(Records to process):
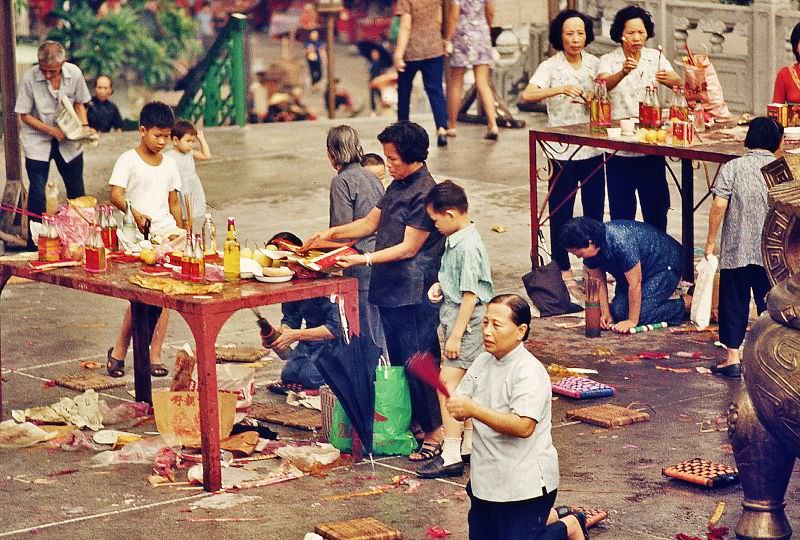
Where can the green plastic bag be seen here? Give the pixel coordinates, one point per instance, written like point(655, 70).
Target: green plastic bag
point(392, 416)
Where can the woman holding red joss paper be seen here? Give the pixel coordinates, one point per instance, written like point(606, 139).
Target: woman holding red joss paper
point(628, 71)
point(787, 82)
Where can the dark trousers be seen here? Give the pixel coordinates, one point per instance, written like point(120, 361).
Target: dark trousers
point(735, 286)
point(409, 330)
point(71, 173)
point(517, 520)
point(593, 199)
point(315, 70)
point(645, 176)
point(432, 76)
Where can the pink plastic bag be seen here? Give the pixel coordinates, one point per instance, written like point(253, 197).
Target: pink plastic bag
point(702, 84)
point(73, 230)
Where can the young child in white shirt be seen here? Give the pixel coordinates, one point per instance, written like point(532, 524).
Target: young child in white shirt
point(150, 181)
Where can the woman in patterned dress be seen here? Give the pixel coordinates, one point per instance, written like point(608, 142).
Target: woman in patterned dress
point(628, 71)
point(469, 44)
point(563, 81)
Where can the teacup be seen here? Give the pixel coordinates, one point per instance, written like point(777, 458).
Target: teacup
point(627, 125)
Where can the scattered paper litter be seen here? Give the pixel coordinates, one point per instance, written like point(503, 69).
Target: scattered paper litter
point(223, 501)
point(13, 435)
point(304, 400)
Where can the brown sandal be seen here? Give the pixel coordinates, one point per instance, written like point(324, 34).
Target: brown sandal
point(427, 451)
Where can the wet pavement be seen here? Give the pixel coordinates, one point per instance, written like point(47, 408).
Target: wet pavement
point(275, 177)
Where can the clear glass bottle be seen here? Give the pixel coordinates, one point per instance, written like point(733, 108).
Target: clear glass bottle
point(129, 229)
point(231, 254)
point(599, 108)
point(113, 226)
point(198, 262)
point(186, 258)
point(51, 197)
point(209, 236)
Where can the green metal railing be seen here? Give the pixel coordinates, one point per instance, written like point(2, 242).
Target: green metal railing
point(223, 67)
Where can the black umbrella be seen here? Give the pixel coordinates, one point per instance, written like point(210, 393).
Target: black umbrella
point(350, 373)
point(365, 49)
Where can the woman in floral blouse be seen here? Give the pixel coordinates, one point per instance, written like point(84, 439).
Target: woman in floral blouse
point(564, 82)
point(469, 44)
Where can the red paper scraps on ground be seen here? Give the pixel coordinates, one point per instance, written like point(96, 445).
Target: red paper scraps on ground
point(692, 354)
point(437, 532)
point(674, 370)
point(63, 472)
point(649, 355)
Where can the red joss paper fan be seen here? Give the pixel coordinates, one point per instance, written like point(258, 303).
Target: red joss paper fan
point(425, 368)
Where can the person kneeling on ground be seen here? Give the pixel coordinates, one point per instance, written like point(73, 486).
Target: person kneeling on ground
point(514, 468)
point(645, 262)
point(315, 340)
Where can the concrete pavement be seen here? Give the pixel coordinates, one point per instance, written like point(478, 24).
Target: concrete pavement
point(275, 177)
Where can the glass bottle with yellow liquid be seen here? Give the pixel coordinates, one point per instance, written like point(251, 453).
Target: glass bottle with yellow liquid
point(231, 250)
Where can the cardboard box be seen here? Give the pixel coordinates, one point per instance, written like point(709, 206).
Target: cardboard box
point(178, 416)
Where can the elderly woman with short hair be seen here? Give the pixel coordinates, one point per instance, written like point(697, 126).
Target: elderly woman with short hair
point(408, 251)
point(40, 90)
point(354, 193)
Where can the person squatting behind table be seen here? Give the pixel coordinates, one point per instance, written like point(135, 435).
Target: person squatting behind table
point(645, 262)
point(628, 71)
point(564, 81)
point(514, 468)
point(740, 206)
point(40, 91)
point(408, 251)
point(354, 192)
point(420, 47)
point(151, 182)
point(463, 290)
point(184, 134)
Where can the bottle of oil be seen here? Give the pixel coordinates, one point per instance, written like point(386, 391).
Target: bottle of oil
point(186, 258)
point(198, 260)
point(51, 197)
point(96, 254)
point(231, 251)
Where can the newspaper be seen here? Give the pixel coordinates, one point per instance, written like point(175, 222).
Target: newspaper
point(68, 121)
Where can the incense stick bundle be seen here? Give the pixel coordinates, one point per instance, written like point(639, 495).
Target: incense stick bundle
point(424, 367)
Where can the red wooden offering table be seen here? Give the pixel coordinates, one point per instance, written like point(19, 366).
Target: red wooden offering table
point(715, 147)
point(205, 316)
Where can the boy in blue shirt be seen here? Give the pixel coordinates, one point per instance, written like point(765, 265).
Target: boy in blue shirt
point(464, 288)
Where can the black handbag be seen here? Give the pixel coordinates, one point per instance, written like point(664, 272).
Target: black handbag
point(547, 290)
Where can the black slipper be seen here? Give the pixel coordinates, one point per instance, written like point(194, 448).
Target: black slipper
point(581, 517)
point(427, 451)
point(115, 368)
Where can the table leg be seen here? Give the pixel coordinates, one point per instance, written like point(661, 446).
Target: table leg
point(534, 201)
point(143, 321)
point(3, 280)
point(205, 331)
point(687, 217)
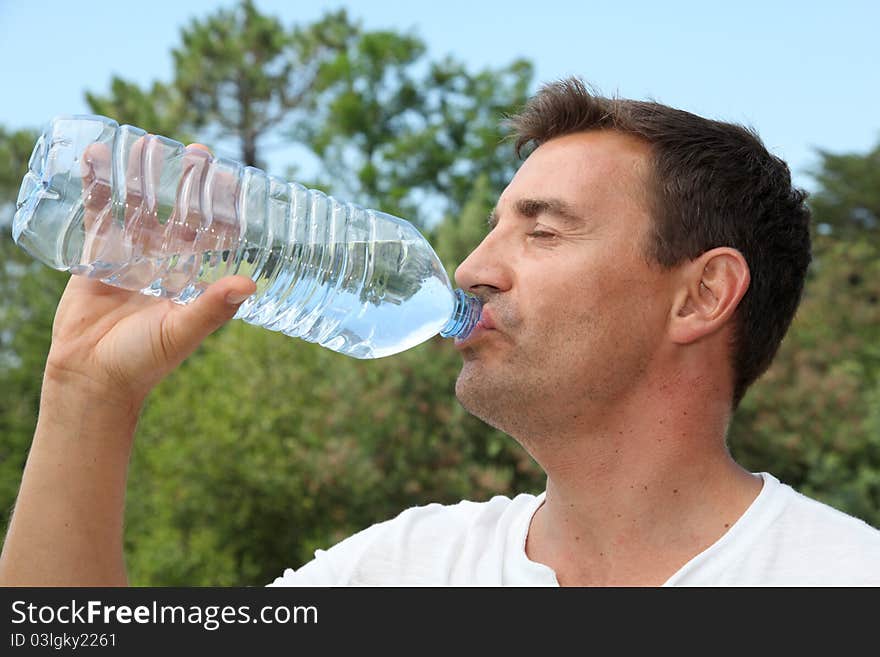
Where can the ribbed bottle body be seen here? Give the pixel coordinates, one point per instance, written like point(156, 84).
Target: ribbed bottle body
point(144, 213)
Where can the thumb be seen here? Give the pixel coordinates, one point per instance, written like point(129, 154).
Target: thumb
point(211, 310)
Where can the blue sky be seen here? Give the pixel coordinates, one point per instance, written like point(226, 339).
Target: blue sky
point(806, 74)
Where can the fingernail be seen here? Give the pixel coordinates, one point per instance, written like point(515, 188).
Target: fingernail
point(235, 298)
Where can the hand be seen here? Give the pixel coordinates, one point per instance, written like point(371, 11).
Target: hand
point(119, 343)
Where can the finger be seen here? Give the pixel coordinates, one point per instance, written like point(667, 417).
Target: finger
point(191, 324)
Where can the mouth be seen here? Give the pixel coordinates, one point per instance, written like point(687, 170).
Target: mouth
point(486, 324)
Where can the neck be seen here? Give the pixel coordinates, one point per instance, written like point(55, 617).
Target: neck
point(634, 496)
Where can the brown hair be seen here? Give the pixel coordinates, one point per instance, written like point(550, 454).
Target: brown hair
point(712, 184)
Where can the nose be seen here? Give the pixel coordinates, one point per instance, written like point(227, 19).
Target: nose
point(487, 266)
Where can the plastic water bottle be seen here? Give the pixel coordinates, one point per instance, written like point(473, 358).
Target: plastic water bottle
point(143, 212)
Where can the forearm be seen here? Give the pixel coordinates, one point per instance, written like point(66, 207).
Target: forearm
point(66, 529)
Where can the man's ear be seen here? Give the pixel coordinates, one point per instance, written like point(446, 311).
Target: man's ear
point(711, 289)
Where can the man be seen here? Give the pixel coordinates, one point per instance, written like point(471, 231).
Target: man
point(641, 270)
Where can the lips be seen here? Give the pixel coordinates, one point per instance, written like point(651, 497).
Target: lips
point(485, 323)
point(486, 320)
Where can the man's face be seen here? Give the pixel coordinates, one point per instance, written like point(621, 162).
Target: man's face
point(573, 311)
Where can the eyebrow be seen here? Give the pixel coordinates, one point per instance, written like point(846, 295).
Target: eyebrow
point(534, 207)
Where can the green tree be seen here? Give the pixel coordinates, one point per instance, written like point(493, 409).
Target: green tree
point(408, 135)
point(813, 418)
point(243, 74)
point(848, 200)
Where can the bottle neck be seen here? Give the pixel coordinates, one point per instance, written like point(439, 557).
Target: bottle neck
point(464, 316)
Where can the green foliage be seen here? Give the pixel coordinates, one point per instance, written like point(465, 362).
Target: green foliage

(Your objective):
Can you render the whole listing above as a numbered list of its lines, skipping any blank lines and leaving out the pictures?

(Response):
1. Where can the green plastic bag be seen here? Give the pixel coordinates, one point per instance, written like point(655, 70).
2. Target: green plastic bag
3. point(392, 416)
4. Where can the woman holding red joss paper be seen here? Give the pixel coordinates, one point per instance, written like point(606, 139).
5. Target: woman holding red joss paper
6. point(628, 71)
7. point(787, 82)
8. Where can the dark trousers be seen here? Give the pixel coordinates, one point per instance, written like point(120, 361).
9. Target: dark trousers
10. point(735, 286)
11. point(409, 330)
12. point(71, 173)
13. point(517, 520)
14. point(593, 199)
15. point(315, 70)
16. point(645, 176)
17. point(432, 76)
18. Where can the pink plastic bag be seen here? Give the pixel coordinates, one point per instance, written like point(253, 197).
19. Target: pink plastic bag
20. point(702, 84)
21. point(73, 230)
22. Where can the young child in white shirt be seen here? Give the pixel coordinates, one point per instance, written like point(532, 524).
23. Target: young child in white shirt
24. point(150, 181)
25. Where can the woman in patterned dress be seen here? Give the pixel coordinates, one point per instance, written like point(608, 142).
26. Target: woman in patterned dress
27. point(628, 71)
28. point(469, 44)
29. point(563, 81)
30. Where can the teacup be seen here? Give the pixel coordinates, one point per instance, written like point(777, 458).
31. Target: teacup
32. point(627, 125)
33. Where can the scattered paper litter be seen here? Give the pixel coordinates, one point per instance, written like point(503, 69).
34. Target: scattered paper litter
35. point(223, 501)
36. point(13, 435)
37. point(304, 400)
38. Where can the brown sandal be seen here? Give the pixel coordinates, one point per instance, written like point(324, 34).
39. Target: brown sandal
40. point(427, 451)
41. Where can the wet pavement be seen here? Give the pixel coordinates, one point per instance, written like point(47, 408).
42. Target: wet pavement
43. point(275, 177)
44. Where can the clear glass bottle be seen here? Give the pixel coordinates, one point per instance, written like point(733, 108).
45. Target: clear glass bottle
46. point(129, 229)
47. point(231, 254)
48. point(599, 108)
49. point(113, 226)
50. point(198, 262)
51. point(186, 258)
52. point(51, 197)
53. point(209, 236)
54. Where can the green metal railing be seen here? Give the pixel coordinates, one point per instance, written like point(2, 242).
55. Target: green metal railing
56. point(223, 67)
57. Where can the black umbrella be seen here? Give the pixel coordinates, one point per instance, written like point(210, 393).
58. Target: black umbrella
59. point(350, 373)
60. point(365, 49)
61. Where can the woman in floral blouse be seen here? Give the pixel coordinates, one point per instance, written like point(84, 439).
62. Target: woman in floral blouse
63. point(564, 82)
64. point(469, 44)
65. Where can the red paper scraps on ground be seen here? Give the pixel coordinates, one point per instance, written like point(96, 445).
66. Target: red paper scraps on ground
67. point(692, 354)
68. point(437, 532)
69. point(674, 370)
70. point(63, 472)
71. point(649, 355)
72. Where can the red joss paper fan be seen here? Give the pixel coordinates, one point per instance, written like point(258, 303).
73. Target: red joss paper fan
74. point(425, 368)
75. Where can the person kneeling on ground be seen here? Give the pixel coordinates, one point per instance, written like point(73, 486).
76. Target: person kneeling on ground
77. point(514, 468)
78. point(645, 262)
79. point(315, 340)
80. Where can the concrete pavement be seen here? Give the pixel coordinates, one point per instance, written like point(478, 24).
81. Target: concrete pavement
82. point(275, 177)
83. Where can the glass bottle with yellow liquid be seen here? Give the pixel coordinates, one point per instance, written like point(251, 453).
84. Target: glass bottle with yellow liquid
85. point(231, 250)
86. Where can the cardboard box be seen here? Give the pixel coordinates, one point per instance, written like point(709, 206).
87. Target: cardboard box
88. point(178, 416)
89. Where can the elderly woman with short hair be seen here? Give the pixel coordinates, one point per instance, written like point(697, 126).
90. Target: elderly woman with short hair
91. point(408, 251)
92. point(40, 90)
93. point(354, 193)
94. Where can the person squatting behind table be seen here? Give the pixel coordinates, one point per instance, written like point(135, 435).
95. Target: person squatting behind table
96. point(645, 262)
97. point(628, 71)
98. point(564, 81)
99. point(514, 468)
100. point(740, 206)
101. point(40, 91)
102. point(408, 251)
103. point(354, 192)
104. point(420, 47)
105. point(151, 182)
106. point(463, 290)
107. point(184, 134)
108. Where can the bottle of oil be seen here? Give the pixel coordinates, one point per instance, written like point(386, 391).
109. Target: bottle of oil
110. point(186, 258)
111. point(198, 260)
112. point(51, 197)
113. point(96, 254)
114. point(231, 251)
115. Where can the newspaper be seen here? Give the pixel coordinates, one point per instance, written like point(175, 222).
116. Target: newspaper
117. point(68, 121)
118. Where can the incense stick bundle be seen here? Give the pixel coordinates, one point per instance, written like point(639, 495).
119. Target: incense stick bundle
120. point(424, 367)
121. Where can the red wooden offering table be seen here? Give the pixel coordinates, one point per instance, written like point(19, 366).
122. Target: red wooden offering table
123. point(715, 147)
124. point(205, 316)
125. Where can the boy in blue shirt be seen here? Give the pixel coordinates, one point per instance, written like point(765, 265).
126. Target: boy in blue shirt
127. point(464, 288)
128. Where can the black handbag be seen here? Give the pixel coordinates, one point per instance, written like point(664, 272).
129. Target: black handbag
130. point(547, 290)
131. Where can the black slipper be seen here? Give the pixel coordinates, one point per instance, written like point(194, 448).
132. Target: black slipper
133. point(581, 517)
134. point(427, 451)
135. point(115, 368)
136. Where can the table leg be seen here? Give the pixel coordinates, one point per instance, written like point(661, 446).
137. Target: table leg
138. point(534, 201)
139. point(143, 321)
140. point(3, 280)
141. point(205, 331)
142. point(687, 217)
143. Where can the ribbed bottle body be seen here? Give the pixel coordinates, one point per instance, written like point(156, 84).
144. Target: ribbed bottle body
145. point(144, 213)
146. Where can the thumb be seen here? Give the pixel coordinates, one point per instance, written like point(129, 154).
147. Target: thumb
148. point(211, 310)
149. Where can the blue sky be seen here? Give the pixel coordinates, one point per instance, written like point(226, 339).
150. Target: blue sky
151. point(806, 74)
152. Where can the fingernail be seen here? Give the pixel coordinates, one point per instance, written like point(515, 188).
153. Target: fingernail
154. point(235, 298)
155. Where can the hand be seen here? Give the pixel coordinates, one point per instance, written like point(371, 11).
156. Target: hand
157. point(119, 343)
158. Where can the finger be seen here? Give the pixel coordinates, one point per instance, written like point(667, 417).
159. Target: finger
160. point(191, 324)
161. Where can the mouth be seen here? Give the pixel coordinates, one point per instance, written like point(687, 170).
162. Target: mouth
163. point(486, 324)
164. Where can the neck be seen here? Give the pixel coordinates, one point per instance, written like point(55, 617).
165. Target: neck
166. point(634, 496)
167. Where can the brown hair be seen here? Give the pixel coordinates, one point per instance, written like point(550, 454).
168. Target: brown hair
169. point(712, 184)
170. Where can the nose be seen here? Give the pixel coordinates, one point per instance, written like point(227, 19).
171. Target: nose
172. point(487, 266)
173. Where can the plastic water bottle be seen here? Give the pixel coordinates, one point per instance, written like point(473, 358).
174. Target: plastic water bottle
175. point(143, 212)
176. Where can the forearm be seen here? Give the pixel coordinates, one point per instance, written like point(66, 207).
177. Target: forearm
178. point(66, 529)
179. Where can the man's ear be seen here? Give the pixel coordinates, one point per instance, written like point(446, 311).
180. Target: man's ear
181. point(711, 289)
182. Where can the man be seen here? Give the pixel coordinates, one point per instance, written like point(471, 231).
183. Target: man
184. point(641, 270)
185. Where can the lips be seen here? Give the pixel coordinates, one point per instance, written like point(651, 497).
186. Target: lips
187. point(485, 323)
188. point(486, 320)
189. Where can the man's face be seen here? Give the pixel coordinates, one point per instance, written like point(621, 162).
190. Target: man's face
191. point(573, 311)
192. Where can the eyebrow be seen here? Give the pixel coordinates, one point per instance, written like point(846, 295).
193. Target: eyebrow
194. point(534, 207)
195. Where can the green tree be seen here? Give the pixel coordinates, one point per instance, written like point(493, 409).
196. Target: green tree
197. point(408, 135)
198. point(813, 418)
199. point(243, 74)
200. point(848, 200)
201. Where can the bottle neck be seen here? Give the pixel coordinates, one point per instance, written like point(439, 557).
202. Target: bottle neck
203. point(464, 316)
204. Where can the green foliage be seen here? Give the pixel coordinates, one point per instance, written like point(465, 362).
205. Target: green foliage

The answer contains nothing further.